(Named object pointing listing)
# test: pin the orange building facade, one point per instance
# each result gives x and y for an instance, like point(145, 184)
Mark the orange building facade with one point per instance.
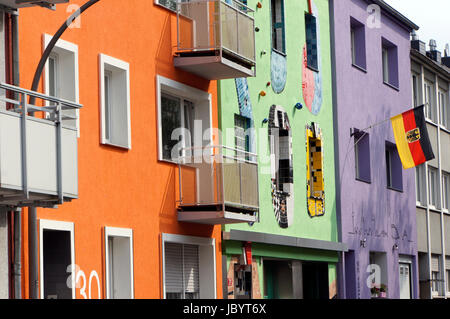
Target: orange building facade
point(117, 61)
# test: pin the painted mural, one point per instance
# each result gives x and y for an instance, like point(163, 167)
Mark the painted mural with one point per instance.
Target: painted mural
point(245, 109)
point(278, 71)
point(280, 138)
point(315, 189)
point(312, 80)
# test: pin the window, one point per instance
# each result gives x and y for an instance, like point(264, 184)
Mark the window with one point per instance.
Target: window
point(182, 271)
point(57, 259)
point(358, 43)
point(169, 4)
point(420, 185)
point(390, 63)
point(415, 86)
point(242, 138)
point(393, 168)
point(184, 119)
point(433, 187)
point(278, 29)
point(311, 42)
point(61, 77)
point(445, 190)
point(448, 280)
point(119, 263)
point(443, 107)
point(176, 113)
point(435, 274)
point(189, 267)
point(430, 107)
point(115, 102)
point(447, 271)
point(362, 156)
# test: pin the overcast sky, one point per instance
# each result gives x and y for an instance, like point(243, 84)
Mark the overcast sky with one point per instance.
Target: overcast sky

Instruction:
Reproduce the listing above line for line, leaving out the picture placeholders.

Solution to the exercise:
# test: pin the orange building facade, one point per instance
# each result gives x and y for an instance, like point(145, 184)
Mark the orange building facade with one point per instance.
Target: orange building facade
point(117, 61)
# test: pin the painted mural, one point per instance
# each result gives x and y for an instance, like point(163, 167)
Mark the painted mural with one point per instance.
Target: painted mural
point(245, 109)
point(278, 71)
point(280, 138)
point(315, 189)
point(312, 80)
# test: pin the window, one point per instance
# each result gives x and y for an instance, like point(264, 184)
Mark the window with one point per instance.
Target: window
point(182, 271)
point(57, 259)
point(358, 43)
point(169, 4)
point(420, 185)
point(390, 63)
point(415, 86)
point(242, 138)
point(393, 168)
point(184, 119)
point(433, 187)
point(278, 29)
point(311, 42)
point(61, 77)
point(445, 190)
point(448, 280)
point(119, 263)
point(443, 107)
point(176, 113)
point(435, 274)
point(189, 267)
point(430, 107)
point(115, 102)
point(447, 271)
point(362, 156)
# test: pin the overcast sky, one point per instance
# each result gives x and y for an instance, like point(243, 84)
Mark the overcast sky with one point per instance.
Target: overcast sky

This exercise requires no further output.